WHAT YOU HAVE TO DO - Revise the article on Covid-19 tender investigations from "In the Eastern" up to and including "of the public.", replacing "members of the public" with "residents".

PASSAGE -
=== Section Start ===

The Eastern Cape provincial treasury, which is investigating R1.2 billion worth of Covid-19-related tenders that were awarded to 562 suppliers, has declined to make its consolidated report public.
This after the Western Cape provincial treasury became the first in the country to release a procurement disclosure report.
The report, which details all personal protective equipment (PPE) procurement and expenditure in the Western Cape from April 1 to June 30, will be made available on a monthly basis on the provincial treasury website.
The release of the report by the Western Cape government comes after the Special Investigating Unit (SIU) confirmed that it was investigating 90 companies in the Gauteng health department that allegedly benefited from Covid-19-related tenders worth more than R2.2 billion.
SIU spokesperson Kaizer Kganyago said they were receiving reports and tip-offs about corruption from all over the country every day, but said he could not divulge any details because investigations were ongoing.
In the Eastern Cape, the office of the premier directed the provincial treasury to investigate all Covid-19 procurement allegations levelled against state organs and/or individuals after receiving numerous complaints of wrongdoing from members of the public.

=== Section End ===

Image-grounded pointing data
=== Section Start ===

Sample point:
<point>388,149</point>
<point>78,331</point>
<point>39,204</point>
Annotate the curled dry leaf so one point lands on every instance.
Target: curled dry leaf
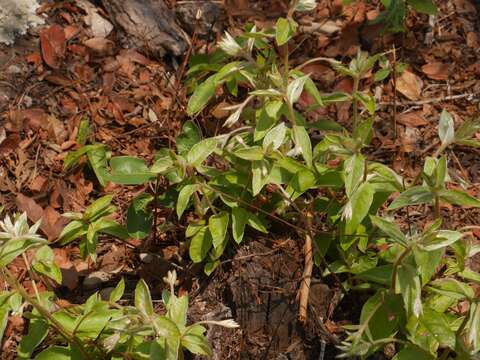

=== Section End ===

ANSWER SPACE -
In the Eastern Cape, the office of the premier directed the provincial treasury to investigate all Covid-19 procurement allegations levelled against state organs and/or individuals after receiving numerous complaints of wrongdoing from residents.